Render everything from the line containing "[trace] jet engine -> outlines" down to the line containing "M160 59L154 59L154", both included, as a numbered list that leaves out blank lines.

[Data block]
__________________________________________________
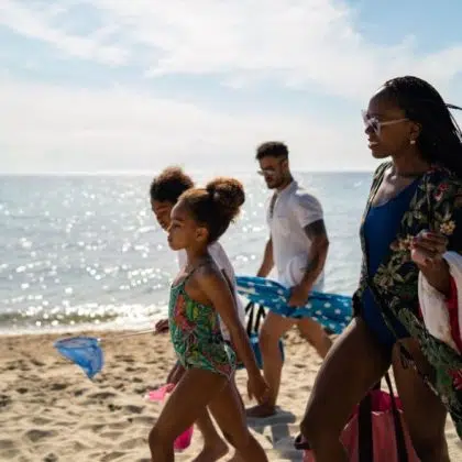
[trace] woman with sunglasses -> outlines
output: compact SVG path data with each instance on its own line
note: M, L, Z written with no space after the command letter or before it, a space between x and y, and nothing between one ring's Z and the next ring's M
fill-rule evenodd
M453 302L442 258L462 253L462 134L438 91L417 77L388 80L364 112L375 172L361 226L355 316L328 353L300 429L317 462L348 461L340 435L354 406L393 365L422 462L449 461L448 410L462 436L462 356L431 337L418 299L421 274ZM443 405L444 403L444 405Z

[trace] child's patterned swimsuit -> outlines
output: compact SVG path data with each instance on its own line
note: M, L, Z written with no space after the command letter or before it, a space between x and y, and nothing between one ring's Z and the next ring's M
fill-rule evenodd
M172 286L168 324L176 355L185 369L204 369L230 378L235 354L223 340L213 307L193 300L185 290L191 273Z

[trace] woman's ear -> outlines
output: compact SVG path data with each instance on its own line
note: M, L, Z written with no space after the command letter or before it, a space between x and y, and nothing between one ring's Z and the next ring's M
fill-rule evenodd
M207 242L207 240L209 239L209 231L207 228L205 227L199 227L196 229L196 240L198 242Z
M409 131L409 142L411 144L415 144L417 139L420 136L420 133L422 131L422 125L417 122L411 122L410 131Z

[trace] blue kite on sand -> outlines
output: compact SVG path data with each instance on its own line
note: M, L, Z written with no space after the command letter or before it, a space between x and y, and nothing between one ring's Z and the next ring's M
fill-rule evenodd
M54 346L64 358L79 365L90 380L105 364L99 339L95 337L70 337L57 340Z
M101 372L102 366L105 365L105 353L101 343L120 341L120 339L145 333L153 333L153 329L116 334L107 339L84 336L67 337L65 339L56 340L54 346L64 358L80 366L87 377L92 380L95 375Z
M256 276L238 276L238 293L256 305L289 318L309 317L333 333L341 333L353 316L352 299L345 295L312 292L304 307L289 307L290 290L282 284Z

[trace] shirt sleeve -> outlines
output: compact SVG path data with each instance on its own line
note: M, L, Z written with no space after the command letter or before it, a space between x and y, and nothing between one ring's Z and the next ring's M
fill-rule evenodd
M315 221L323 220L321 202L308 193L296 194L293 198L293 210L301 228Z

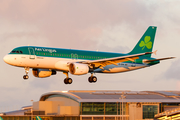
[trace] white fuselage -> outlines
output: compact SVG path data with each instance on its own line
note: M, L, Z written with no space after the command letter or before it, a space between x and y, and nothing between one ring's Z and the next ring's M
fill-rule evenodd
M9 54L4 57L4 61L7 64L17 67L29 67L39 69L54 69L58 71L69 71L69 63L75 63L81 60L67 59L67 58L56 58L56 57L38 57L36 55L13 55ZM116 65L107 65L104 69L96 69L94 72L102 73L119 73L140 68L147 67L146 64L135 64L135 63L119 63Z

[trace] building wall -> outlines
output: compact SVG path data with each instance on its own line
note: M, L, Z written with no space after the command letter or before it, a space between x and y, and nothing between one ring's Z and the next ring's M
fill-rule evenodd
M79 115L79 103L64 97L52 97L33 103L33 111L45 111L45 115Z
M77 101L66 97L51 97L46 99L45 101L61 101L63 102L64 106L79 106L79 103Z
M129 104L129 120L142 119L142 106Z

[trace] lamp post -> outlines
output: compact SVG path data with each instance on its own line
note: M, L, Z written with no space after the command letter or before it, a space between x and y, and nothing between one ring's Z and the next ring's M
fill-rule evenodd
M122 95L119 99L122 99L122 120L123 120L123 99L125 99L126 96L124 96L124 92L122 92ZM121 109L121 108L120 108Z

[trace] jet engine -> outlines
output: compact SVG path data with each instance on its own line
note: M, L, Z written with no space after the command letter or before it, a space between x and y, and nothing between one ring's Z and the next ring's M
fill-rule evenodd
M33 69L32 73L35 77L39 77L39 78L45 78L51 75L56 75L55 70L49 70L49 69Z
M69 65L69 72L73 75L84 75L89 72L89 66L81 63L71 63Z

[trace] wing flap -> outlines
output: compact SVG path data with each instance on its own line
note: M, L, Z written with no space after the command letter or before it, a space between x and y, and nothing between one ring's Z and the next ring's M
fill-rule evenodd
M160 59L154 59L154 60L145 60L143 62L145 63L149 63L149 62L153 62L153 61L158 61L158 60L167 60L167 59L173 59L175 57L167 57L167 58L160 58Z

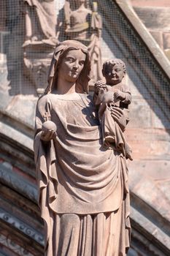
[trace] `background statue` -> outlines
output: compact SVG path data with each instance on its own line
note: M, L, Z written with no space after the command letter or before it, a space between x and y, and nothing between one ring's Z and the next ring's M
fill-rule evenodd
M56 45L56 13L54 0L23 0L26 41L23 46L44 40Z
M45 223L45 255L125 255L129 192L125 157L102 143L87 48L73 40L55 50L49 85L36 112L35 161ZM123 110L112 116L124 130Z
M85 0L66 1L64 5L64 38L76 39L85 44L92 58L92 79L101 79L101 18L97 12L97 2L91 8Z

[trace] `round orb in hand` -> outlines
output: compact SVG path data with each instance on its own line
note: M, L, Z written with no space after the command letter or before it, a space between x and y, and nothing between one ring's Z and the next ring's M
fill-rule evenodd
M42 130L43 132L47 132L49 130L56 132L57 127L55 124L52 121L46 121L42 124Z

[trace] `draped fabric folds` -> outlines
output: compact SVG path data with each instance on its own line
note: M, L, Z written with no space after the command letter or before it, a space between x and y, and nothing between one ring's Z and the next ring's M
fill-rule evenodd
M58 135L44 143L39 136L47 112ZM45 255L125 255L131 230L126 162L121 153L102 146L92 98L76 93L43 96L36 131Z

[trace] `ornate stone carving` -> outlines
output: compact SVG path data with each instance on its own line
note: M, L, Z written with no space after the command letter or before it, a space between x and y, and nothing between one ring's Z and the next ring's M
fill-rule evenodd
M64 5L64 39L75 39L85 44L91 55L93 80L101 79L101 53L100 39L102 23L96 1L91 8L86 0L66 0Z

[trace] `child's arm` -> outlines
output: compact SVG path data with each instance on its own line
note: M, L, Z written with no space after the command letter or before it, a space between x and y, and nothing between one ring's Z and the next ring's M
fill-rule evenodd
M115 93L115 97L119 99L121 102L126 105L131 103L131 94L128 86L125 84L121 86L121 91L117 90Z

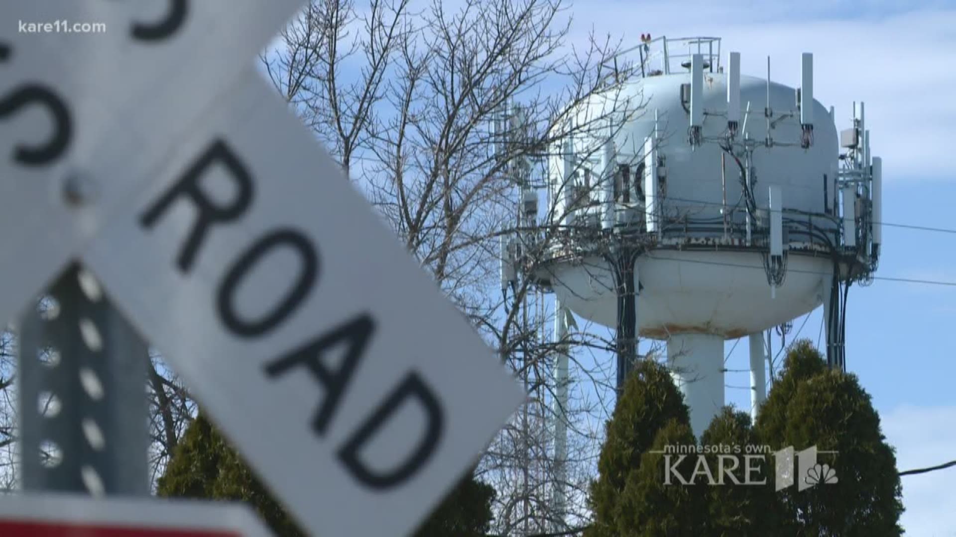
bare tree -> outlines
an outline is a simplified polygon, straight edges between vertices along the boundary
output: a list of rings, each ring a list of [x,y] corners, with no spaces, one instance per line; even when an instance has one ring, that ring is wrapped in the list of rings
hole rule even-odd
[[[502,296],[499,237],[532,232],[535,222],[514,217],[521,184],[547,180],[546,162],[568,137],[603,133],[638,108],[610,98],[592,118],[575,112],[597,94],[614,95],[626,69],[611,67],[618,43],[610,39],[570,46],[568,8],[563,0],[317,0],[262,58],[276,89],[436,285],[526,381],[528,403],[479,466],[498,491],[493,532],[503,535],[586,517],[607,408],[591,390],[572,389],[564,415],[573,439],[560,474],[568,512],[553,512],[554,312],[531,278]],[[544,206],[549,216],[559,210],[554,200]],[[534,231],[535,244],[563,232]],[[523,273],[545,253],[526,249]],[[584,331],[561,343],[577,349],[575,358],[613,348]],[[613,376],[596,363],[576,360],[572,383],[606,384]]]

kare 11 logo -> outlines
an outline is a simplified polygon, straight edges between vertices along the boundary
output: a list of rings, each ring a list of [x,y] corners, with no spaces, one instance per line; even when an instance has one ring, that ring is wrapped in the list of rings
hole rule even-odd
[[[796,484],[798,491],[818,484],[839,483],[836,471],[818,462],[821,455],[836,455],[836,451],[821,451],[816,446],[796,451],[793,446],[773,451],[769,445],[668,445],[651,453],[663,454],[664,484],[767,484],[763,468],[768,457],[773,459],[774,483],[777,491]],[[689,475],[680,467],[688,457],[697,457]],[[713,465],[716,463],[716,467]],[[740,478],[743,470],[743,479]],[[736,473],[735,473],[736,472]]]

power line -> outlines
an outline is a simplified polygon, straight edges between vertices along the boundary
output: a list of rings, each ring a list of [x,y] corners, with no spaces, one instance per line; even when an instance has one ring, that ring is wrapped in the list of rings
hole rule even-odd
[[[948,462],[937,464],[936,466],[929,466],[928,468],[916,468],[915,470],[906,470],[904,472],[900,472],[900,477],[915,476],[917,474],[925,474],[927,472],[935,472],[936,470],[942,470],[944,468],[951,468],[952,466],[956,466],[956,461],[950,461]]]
__________________________________________________
**Answer to the task**
1. [trace] jet engine -> outlines
2. output: compact SVG path data with each instance on its own line
3. note: M, L, Z written with no space after the command letter or before it, a space between x and y, and nothing between one ring's Z and the next ring's M
4. fill-rule evenodd
5. M33 69L32 73L35 77L39 77L39 78L45 78L51 75L56 75L55 70L49 70L49 69Z
6. M69 65L69 72L73 75L84 75L89 72L89 66L81 63L71 63Z
7. [trace] wing flap -> outlines
8. output: compact SVG path data with each instance on its own line
9. note: M, L, Z written with no space after the command letter or before it, a space between x and y, and nothing between one ring's Z and the next ring's M
10. fill-rule evenodd
11. M160 59L154 59L154 60L145 60L143 62L145 63L149 63L149 62L153 62L153 61L158 61L158 60L167 60L167 59L173 59L175 57L167 57L167 58L160 58Z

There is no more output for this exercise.